#### [What you are asked to do]
May I have the lines from the one containing "One marker belongs on each instance of the blue-green" to the end of the entries, returned exactly and with nothing else?

#### [Records to use]
= = = = = = =

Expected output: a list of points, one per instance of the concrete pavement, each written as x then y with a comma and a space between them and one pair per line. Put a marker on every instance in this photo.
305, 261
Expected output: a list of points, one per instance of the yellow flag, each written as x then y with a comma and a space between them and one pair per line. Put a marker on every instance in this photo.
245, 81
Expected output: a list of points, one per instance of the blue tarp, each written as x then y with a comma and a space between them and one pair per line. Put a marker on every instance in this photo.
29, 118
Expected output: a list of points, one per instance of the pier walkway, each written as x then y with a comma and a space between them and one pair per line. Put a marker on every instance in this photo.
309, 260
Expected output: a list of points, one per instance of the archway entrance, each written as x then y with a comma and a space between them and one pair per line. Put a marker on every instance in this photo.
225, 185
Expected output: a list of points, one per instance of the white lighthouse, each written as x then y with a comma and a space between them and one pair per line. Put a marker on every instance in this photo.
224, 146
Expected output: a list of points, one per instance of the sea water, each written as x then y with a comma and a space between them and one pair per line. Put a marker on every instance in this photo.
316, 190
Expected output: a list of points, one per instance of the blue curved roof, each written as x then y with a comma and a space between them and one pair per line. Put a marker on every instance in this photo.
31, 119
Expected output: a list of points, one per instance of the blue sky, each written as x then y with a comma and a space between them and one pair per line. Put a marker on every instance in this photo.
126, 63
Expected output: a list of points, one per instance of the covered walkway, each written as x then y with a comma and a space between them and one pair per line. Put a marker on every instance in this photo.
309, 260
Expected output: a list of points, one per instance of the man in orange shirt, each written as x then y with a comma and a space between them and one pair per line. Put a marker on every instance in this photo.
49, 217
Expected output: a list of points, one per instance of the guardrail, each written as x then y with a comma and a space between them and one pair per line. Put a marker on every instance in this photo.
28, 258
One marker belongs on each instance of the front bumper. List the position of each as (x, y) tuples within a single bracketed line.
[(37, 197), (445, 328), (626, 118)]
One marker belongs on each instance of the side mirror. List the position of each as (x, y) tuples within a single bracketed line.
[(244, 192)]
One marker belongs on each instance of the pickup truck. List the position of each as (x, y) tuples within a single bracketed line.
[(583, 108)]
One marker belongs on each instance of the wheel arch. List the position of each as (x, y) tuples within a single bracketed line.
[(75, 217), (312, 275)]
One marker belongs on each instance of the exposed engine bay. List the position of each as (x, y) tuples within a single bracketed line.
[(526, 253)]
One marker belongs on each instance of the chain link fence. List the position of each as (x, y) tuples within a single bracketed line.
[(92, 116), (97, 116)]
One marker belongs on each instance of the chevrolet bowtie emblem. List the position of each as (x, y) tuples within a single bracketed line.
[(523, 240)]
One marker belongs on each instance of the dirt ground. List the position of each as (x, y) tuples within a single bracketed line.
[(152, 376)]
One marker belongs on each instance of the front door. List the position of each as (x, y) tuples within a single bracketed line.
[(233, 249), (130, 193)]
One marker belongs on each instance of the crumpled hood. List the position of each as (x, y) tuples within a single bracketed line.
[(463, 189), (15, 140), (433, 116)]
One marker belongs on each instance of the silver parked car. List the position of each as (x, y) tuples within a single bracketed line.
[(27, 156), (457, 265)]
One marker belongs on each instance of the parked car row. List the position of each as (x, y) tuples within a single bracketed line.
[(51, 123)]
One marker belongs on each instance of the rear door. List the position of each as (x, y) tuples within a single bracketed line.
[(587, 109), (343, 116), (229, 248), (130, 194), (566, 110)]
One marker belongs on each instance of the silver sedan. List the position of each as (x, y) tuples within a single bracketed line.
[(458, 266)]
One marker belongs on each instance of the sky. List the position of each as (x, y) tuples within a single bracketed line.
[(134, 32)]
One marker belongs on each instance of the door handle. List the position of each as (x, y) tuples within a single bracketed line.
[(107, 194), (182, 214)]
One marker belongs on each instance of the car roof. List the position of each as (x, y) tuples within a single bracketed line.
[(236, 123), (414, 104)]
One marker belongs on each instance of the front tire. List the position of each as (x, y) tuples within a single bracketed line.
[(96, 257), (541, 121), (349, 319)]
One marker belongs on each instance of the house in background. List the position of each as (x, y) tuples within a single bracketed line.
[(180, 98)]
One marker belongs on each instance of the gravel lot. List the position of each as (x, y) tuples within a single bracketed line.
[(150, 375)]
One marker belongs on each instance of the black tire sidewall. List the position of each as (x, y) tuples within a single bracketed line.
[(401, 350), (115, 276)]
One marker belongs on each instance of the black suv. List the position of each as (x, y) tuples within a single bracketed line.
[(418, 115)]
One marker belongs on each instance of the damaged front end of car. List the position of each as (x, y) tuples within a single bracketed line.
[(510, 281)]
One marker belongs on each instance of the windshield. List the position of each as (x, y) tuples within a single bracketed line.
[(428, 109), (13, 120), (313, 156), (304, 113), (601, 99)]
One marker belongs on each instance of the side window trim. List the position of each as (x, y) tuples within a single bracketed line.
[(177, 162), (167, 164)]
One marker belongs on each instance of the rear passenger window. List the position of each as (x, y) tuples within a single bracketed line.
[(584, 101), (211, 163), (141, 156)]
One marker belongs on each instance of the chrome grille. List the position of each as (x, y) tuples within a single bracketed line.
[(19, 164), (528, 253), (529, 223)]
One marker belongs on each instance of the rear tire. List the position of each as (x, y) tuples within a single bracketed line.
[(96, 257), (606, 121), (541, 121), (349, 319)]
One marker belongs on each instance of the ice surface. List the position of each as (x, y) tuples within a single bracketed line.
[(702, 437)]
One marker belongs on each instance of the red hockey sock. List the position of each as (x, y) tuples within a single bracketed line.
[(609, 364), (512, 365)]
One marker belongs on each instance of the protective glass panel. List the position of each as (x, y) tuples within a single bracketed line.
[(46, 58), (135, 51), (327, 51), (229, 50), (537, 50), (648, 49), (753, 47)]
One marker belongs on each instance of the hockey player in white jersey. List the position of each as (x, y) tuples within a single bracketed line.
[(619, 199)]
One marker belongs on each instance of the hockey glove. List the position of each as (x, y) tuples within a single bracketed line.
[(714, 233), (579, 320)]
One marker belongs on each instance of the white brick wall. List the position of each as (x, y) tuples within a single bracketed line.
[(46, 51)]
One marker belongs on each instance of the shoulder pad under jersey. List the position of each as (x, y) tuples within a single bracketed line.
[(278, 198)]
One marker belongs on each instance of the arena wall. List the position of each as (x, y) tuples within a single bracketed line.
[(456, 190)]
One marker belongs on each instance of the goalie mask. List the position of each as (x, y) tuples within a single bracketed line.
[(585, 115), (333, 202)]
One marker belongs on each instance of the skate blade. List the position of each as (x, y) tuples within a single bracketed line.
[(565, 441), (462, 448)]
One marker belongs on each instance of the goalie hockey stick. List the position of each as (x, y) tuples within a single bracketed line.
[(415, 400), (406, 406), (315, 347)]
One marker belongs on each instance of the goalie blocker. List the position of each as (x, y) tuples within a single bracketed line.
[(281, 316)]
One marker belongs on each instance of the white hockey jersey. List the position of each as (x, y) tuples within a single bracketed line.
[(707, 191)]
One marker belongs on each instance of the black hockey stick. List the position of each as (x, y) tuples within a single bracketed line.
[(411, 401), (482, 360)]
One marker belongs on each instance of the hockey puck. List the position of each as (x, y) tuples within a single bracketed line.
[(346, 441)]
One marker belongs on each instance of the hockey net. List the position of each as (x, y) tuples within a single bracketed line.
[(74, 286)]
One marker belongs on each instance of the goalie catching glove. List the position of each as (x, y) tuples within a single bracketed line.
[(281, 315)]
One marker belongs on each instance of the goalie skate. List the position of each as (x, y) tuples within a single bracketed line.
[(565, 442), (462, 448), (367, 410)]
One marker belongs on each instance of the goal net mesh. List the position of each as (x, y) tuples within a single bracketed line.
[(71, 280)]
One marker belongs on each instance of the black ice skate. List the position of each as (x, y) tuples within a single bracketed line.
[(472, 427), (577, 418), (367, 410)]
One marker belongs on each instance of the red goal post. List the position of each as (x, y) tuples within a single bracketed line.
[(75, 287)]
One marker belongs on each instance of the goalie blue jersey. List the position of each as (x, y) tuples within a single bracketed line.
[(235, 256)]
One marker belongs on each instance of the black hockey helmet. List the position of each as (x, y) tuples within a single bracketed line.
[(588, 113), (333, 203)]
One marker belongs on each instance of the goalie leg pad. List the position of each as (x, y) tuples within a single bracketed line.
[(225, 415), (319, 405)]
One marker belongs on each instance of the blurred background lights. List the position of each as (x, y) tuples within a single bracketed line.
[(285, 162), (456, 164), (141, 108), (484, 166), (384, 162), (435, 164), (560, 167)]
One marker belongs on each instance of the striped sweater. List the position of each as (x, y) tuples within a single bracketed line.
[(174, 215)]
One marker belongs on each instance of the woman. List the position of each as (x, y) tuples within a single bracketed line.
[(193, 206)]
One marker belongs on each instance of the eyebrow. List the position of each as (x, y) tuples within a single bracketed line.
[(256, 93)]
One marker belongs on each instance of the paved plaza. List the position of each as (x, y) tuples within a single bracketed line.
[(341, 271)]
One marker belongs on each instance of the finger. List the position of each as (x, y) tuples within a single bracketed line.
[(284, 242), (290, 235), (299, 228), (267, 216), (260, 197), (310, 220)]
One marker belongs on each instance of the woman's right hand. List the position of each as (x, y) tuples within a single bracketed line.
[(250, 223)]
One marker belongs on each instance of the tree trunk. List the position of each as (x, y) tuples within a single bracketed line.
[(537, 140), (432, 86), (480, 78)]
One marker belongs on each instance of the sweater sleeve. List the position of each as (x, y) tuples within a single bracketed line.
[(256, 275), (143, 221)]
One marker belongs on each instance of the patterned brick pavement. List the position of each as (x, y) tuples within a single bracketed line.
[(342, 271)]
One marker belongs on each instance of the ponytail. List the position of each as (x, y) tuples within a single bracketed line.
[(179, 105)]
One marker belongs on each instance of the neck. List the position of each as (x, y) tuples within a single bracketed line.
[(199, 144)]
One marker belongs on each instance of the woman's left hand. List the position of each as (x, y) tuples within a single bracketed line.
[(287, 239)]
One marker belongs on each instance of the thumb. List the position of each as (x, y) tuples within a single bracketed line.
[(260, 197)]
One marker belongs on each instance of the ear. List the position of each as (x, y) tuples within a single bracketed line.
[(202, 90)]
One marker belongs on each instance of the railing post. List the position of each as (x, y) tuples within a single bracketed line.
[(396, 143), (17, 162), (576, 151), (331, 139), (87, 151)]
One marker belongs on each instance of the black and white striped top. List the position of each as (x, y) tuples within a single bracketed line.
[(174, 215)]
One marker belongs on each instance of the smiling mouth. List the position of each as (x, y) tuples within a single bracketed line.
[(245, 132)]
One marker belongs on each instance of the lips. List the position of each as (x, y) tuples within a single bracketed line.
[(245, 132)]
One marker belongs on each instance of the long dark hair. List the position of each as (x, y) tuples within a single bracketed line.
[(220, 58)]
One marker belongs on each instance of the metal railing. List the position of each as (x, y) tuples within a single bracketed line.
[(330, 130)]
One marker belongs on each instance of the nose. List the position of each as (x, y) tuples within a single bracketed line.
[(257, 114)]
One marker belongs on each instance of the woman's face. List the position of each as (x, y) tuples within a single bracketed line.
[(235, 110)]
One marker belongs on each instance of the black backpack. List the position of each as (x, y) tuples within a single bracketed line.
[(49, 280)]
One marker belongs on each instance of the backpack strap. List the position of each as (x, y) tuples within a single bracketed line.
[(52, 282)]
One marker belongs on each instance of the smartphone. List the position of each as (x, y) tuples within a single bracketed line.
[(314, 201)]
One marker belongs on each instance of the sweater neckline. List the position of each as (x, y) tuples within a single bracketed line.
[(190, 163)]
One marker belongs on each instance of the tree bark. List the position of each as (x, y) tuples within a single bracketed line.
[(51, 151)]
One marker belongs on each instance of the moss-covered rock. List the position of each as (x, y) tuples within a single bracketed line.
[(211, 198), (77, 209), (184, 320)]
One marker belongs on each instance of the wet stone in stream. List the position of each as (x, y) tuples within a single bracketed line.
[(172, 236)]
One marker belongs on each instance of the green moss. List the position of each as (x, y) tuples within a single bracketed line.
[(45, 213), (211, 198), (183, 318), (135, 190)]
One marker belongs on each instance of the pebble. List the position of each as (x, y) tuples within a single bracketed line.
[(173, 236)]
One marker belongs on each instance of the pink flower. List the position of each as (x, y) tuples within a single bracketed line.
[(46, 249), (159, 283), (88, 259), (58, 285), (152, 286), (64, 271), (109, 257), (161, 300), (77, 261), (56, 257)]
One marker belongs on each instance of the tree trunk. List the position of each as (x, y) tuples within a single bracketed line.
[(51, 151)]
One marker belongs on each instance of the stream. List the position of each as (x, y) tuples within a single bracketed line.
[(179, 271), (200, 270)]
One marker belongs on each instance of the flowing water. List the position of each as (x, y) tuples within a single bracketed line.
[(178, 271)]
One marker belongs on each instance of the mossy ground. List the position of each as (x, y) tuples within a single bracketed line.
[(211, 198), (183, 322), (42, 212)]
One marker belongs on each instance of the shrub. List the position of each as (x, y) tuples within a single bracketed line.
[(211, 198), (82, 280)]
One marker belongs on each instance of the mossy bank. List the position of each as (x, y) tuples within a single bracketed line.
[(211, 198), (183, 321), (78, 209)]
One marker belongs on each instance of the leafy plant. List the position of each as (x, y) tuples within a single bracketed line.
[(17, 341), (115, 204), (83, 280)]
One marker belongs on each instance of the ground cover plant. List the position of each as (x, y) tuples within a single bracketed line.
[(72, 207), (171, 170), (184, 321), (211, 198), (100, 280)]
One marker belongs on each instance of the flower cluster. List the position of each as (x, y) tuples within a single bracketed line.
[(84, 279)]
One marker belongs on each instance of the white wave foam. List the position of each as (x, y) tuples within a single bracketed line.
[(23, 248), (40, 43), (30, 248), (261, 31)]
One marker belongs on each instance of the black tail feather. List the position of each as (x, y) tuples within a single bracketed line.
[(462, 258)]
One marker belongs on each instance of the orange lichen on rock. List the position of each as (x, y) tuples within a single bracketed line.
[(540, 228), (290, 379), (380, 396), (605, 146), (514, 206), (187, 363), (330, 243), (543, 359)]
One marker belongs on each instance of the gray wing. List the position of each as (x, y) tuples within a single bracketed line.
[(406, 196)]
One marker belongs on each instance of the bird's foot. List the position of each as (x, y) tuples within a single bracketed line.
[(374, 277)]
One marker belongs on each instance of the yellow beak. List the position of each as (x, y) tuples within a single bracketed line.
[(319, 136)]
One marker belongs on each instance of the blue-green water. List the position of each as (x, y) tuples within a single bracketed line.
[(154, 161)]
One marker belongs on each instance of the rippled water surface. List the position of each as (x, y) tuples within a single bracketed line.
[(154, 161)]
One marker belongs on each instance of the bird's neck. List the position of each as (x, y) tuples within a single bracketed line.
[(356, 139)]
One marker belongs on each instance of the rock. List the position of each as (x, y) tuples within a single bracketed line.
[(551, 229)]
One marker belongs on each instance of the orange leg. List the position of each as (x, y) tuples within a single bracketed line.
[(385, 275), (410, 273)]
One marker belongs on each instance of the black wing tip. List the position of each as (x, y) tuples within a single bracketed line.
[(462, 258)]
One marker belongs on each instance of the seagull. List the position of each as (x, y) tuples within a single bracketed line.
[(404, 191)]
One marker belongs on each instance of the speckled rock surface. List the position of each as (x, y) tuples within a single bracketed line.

= = = = = = =

#### [Exercise solution]
One marker belongs on each instance of the blue-green water. List the position of each as (x, y) tuples within a single bracketed line.
[(154, 161)]
One marker belongs on each instance of the rippled water surface. List the position of each as (x, y) tuples within a single bracketed line.
[(154, 161)]
One marker belongs on each instance of the bird's neck. List the position of each as (x, y) tuples within a single bracketed line.
[(356, 139)]
One marker belongs on each instance of the rock. List the position of each as (x, y) tuples within a single bracketed line.
[(551, 229)]
One marker belongs on each instance of the orange leg. List the position of each as (x, y) tuples within a single bracketed line.
[(385, 275), (410, 273)]
One marker belongs on each instance of the black wing tip. List the position of each as (x, y) tuples within a single bracketed line.
[(462, 258)]
One marker belongs on each instance of the seagull. List the position of each as (x, y) tuples within a single bracketed line.
[(404, 191)]
One marker belongs on each instance of the speckled rock surface. List the position of each as (x, y) tuples within a single bracketed line.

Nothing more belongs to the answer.